▶ _Excerpted passage_
---*---
= History of Slough =

Slough /ˈslaʊ/ is a town and unitary authority (Borough of Slough) in the English county of Berkshire, just to the west of Greater London. Until 1974 the town was in Buckinghamshire.

The town developed in the 19th and 20th centuries from a number of villages, mainly in Buckinghamshire, along the Great West Road, with growth being accelerated by the construction of the Great Western Railway and later by the Slough Trading Estate.

In the 2001 census the population was 119,070 (est. 122,000 in 2006). It is one of the most ethnically diverse towns in the UK, situated some 22 miles (35 km) west of central London and 20 miles (32 km) east of Reading.

==History==

===Prehistory===
Evidence of Slough's prehistoric past can be found in its archaeology. Britwell and Farnham Royal sit on the Lynch Hill Gravel terraces, which is one of the best areas for prehistoric artefacts in the Thames Valley. Excavations in Cippenham during the early twenty-first century show evidence of human activity through time, with Mesolithic finds, Neolithic pits, a Bronze Age occupation site and cemetery, and late Iron Age/Roman features. There is also evidence of Roman sites (43 AD to 409 AD) from finds of pottery sherds and coins as well as features such as ditches and hearths.

===Medieval history===
Most of the area was traditionally part of Buckinghamshire and formed over many years by the amalgamation of villages along the Great West Road from London in the east to Bath and Bristol in the west. The first recorded uses of the name occur as Slo in 1196, Sloo in 1336, and Le Slowe, Slowe or Slow in 1437. The name may have derived from the various sloughs in the area caused by rain water flowing from the Chiltern Hills to the River Thames, or it may refer instead to Sloe bushes growing in the vicinity. The name first seems to have applied to a hamlet between Upton to the east and Chalvey to the west, roughly around the 'Crown Crossroads' where the road to Windsor (now the A332) met the Great West Road. Along with Salt Hill, these settlements formed the parish of Upton-cum-Chalvey.
---*---
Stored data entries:

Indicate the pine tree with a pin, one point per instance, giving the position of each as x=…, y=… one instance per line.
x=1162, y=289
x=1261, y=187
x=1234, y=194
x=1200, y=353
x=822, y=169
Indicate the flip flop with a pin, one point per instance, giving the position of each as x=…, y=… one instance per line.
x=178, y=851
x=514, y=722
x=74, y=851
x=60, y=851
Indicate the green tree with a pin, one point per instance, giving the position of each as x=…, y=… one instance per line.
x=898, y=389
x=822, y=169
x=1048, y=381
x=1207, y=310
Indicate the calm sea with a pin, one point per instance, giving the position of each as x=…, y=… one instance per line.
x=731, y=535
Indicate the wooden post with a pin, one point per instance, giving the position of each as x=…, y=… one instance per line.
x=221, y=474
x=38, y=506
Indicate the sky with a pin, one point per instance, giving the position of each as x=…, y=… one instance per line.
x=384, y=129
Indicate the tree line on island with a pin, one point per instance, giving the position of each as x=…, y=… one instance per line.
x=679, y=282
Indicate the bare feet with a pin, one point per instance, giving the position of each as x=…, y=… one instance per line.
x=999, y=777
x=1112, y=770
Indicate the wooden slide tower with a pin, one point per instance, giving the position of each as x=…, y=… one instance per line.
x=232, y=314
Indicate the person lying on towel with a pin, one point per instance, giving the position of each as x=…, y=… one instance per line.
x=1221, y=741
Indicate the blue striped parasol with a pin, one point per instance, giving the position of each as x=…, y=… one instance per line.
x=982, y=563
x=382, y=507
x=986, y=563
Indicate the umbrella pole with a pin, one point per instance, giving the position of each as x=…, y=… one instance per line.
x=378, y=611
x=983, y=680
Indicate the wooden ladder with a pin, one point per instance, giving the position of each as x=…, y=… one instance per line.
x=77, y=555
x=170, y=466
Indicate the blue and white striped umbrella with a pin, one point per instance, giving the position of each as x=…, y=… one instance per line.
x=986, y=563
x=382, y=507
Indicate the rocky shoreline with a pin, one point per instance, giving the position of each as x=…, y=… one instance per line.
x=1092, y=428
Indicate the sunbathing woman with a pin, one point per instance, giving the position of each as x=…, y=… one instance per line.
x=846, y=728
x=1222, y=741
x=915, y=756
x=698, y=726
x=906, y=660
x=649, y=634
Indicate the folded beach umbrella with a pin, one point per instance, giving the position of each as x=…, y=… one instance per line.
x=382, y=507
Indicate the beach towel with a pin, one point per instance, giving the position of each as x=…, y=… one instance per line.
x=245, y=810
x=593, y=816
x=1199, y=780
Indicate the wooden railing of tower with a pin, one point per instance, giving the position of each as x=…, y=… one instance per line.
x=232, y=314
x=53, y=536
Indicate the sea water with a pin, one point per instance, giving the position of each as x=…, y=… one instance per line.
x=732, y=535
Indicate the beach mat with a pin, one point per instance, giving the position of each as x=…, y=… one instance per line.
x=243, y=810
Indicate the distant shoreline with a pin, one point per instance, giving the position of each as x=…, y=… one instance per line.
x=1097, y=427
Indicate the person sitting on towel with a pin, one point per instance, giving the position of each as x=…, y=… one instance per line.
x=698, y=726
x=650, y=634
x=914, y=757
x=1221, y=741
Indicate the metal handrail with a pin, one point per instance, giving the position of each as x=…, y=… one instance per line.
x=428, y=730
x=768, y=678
---*---
▶ _Task directions_
From the history of Slough text above, list every early recorded form of the town's name and the year each one appears.

▶ _Exercise result_
Slo (1196), Sloo (1336), Le Slowe (1437), Slowe (1437), Slow (1437)